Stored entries
════════

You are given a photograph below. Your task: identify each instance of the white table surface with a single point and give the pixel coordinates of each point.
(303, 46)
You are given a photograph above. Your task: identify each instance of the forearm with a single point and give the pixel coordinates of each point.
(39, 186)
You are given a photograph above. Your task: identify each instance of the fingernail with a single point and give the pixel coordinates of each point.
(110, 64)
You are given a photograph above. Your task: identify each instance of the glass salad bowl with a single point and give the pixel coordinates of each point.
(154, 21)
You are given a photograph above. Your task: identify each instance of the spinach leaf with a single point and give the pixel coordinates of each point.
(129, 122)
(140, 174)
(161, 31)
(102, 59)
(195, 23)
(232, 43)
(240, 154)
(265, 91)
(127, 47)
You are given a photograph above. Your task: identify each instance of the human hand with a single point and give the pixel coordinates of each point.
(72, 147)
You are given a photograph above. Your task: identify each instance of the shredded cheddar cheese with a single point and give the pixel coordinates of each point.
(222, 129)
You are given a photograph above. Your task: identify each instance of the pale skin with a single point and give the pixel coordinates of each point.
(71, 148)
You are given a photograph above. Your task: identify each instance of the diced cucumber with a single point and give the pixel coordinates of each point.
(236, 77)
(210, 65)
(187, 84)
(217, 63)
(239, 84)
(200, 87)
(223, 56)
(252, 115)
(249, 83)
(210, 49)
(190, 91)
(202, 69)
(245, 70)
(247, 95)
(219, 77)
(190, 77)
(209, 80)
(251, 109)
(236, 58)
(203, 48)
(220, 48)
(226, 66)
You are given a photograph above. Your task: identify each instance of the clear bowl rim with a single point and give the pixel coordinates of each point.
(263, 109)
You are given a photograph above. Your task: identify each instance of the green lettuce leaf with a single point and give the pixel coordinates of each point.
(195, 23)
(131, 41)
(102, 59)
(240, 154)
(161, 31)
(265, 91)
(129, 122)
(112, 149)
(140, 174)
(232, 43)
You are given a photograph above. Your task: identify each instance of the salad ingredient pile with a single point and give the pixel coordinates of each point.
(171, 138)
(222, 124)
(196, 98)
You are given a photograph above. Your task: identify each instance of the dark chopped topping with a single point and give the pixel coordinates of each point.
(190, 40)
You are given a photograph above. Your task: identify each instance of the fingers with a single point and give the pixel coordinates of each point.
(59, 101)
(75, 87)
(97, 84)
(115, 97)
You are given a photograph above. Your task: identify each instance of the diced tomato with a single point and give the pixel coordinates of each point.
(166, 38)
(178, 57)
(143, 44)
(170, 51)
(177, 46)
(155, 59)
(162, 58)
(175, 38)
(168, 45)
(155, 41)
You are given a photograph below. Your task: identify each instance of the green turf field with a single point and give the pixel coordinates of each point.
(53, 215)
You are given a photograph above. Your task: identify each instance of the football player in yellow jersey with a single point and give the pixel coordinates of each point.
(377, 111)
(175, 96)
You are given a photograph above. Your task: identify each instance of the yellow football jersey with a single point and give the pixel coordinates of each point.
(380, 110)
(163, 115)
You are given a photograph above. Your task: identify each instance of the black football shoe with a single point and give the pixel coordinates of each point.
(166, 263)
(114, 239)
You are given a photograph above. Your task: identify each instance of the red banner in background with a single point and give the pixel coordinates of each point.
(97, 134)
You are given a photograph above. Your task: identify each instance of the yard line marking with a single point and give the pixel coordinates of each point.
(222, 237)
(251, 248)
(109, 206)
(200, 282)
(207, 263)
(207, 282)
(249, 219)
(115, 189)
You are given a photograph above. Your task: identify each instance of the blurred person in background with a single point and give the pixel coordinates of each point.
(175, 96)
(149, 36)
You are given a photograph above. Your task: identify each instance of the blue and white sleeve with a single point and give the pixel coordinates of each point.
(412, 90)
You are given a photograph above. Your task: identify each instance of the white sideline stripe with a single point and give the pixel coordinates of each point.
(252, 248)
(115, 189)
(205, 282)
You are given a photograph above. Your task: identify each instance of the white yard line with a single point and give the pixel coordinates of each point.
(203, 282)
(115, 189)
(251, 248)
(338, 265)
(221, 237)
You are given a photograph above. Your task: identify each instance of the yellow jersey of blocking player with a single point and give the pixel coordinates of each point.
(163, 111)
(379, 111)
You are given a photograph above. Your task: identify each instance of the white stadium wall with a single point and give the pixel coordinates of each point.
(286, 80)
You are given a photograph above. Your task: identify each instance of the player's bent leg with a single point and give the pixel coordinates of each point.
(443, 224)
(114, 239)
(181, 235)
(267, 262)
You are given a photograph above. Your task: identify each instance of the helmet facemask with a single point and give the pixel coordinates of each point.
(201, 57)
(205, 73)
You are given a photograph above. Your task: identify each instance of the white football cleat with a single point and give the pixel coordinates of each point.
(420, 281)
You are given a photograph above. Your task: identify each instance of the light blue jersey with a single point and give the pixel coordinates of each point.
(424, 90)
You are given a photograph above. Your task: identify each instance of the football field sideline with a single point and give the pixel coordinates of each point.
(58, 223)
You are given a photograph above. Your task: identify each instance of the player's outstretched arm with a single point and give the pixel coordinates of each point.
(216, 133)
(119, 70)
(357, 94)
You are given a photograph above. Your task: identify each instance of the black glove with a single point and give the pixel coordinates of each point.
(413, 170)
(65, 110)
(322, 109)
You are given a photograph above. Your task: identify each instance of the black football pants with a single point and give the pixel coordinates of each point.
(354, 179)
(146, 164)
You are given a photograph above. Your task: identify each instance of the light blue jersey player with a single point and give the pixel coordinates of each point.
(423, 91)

════════

*What you are asked to do*.
Repeat every record, keeping each word and mark exactly as it is.

*Exercise solution*.
You are given a photograph below. Your task: identify each instance of the white table surface with a single point and give the pixel coordinates of each point.
(303, 46)
You are given a photograph above. Your task: identify each instance of the forearm with a single point and give the pixel coordinates of each point.
(39, 186)
You are given a photograph above. Your task: identify each instance of the fingernail with a single point and give the pixel coordinates of each point.
(110, 64)
You are given a photograph above. Your task: identify each instance of the glass salad bowl with a single point and give the pixel coordinates of each point.
(154, 21)
You are given a photograph above. Your task: identify each instance of the spinach leaf with a single point and give the pixel coordinates of each point.
(129, 122)
(140, 174)
(161, 31)
(102, 59)
(195, 23)
(232, 43)
(240, 154)
(265, 91)
(127, 47)
You are given a photograph above. Your task: identify each instance of the human hand with a single point and give the pixel coordinates of each point.
(72, 147)
You are given a photograph above. Your task: identify each instance of the shredded cheddar cheese with a single point and give the pixel coordinates of each point.
(222, 129)
You are given a photograph above. Your task: identify each instance of the pale skin with a single point and give the pixel coordinates of each point.
(71, 148)
You are given a photograph above. Your task: identify each instance of the diced cucumber with a single point and give the pixel coordinates of each point.
(236, 77)
(210, 65)
(187, 84)
(217, 63)
(239, 84)
(200, 87)
(223, 56)
(252, 115)
(249, 83)
(210, 49)
(190, 91)
(202, 69)
(245, 70)
(247, 95)
(219, 77)
(190, 77)
(209, 80)
(251, 109)
(236, 58)
(203, 48)
(220, 48)
(226, 66)
You are given a photograph above. Your task: identify each instance of the clear bowl rim with a single point and give the pixel coordinates of each point.
(263, 109)
You are given a photograph above. Your task: identify each instance of the green lettuce leaf with a single point and give the pixel coordinates of each point.
(195, 23)
(131, 41)
(102, 59)
(240, 154)
(161, 31)
(265, 91)
(129, 122)
(112, 149)
(140, 174)
(232, 43)
You are given a photograph above. Your task: identify each instance of the salad ingredient pile with a single point and give the pixel coordinates of each point.
(171, 138)
(222, 124)
(196, 98)
You are given a photograph above. Your task: identify each instance of the dark chopped topping with a single point and give the pixel coordinates of each point.
(190, 40)
You are given a photograph above. Your task: identify each instance of the fingers with a single point and give the pixel coordinates of each point.
(59, 101)
(75, 87)
(97, 84)
(115, 97)
You are given a photograph above. Your task: identify each instance of the diced tomato with a single point and give the pixel coordinates of each point.
(166, 38)
(178, 57)
(143, 44)
(170, 51)
(177, 46)
(155, 59)
(162, 58)
(175, 38)
(168, 45)
(155, 41)
You are given a photograph below. Your task: identify each instance of the green turf field with a single point and give the pixel coordinates of each point.
(53, 215)
You are given a photograph above. Your task: identify each instance of the football player in yellow jersey with a single point and give the pixel coordinates of each point.
(377, 111)
(175, 96)
You are given a photograph above. Your task: identify each instance of the yellow football jersey with a single point and give the pixel coordinates of each point.
(380, 110)
(163, 115)
You are given a photograph above. Your task: identify each instance of the black football shoe with a single point and give the pixel coordinates of each point.
(166, 263)
(114, 239)
You are given a photograph above. Your task: identify each instance of the red banner in background with a single point and give the pixel coordinates of each point.
(97, 134)
You are given a photograph above. Your task: identify each instance of the yard line marking with a single point and give the pixel coordinates of each point.
(222, 237)
(251, 248)
(109, 206)
(200, 282)
(207, 263)
(207, 282)
(249, 219)
(115, 189)
You are given a photograph above. Your task: identify each instance of the blurred person in background with a single point and give the pixel coordinates of each point.
(175, 96)
(149, 36)
You are given a photograph above. Your task: identify each instance of the blue and white sleeve with a single point and give the pixel coordinates of each point.
(412, 90)
You are given a photograph above. Your task: identify each instance of the white sideline stripe with a single point and give the pixel coordinates of each point.
(252, 248)
(115, 189)
(205, 282)
You are given a photograph above. Your task: identify each instance of the white yard line with a single point and give the pixel coordinates of each point.
(203, 282)
(115, 189)
(251, 248)
(338, 265)
(221, 237)
You are given a photograph above. Your task: identify each instance of the yellow jersey of blocking player with a single point and give the pixel coordinates of each point.
(163, 111)
(379, 111)
You are given a photograph above. Your task: identify each instance of the white stadium wall with a single point and give the pixel coordinates of each point.
(286, 80)
You are given a photograph above. Your task: identify each instance of the player's bent leg with a single point and give the pixel coordinates of each point.
(443, 224)
(114, 239)
(181, 235)
(267, 262)
You are given a photograph above. Your task: identify each instance of the helmet facemask with a single point and give the pixel coordinates of each point.
(201, 57)
(205, 73)
You are given a photograph above. Your task: identify each instance of the white football cleat with a single point and give the pixel coordinates of each point.
(420, 281)
You are given a photograph above. Your task: identify each instance of the light blue jersey with a single point and give the pixel coordinates of each point.
(424, 90)
You are given a photograph above. Your task: identify each instance of the football field sideline with a single point and give the pixel coordinates of each point.
(58, 223)
You are given a photograph above. Your task: identify each instance of the player's outstretched arm with a single point and give the pixel coordinates of each point.
(216, 133)
(119, 70)
(357, 94)
You are given a photograph above. Your task: identify each instance of the black glove with a single point and give the pixel coordinates of each point.
(413, 170)
(65, 110)
(322, 109)
You are given a photograph above. Your task: identify each instance of the black football pants with a single point and give the pixel coordinates of each point.
(354, 179)
(146, 164)
You are given a photograph above. Your task: identify each instance of the light blue jersey player with a single point and give the pixel coordinates of each point.
(423, 91)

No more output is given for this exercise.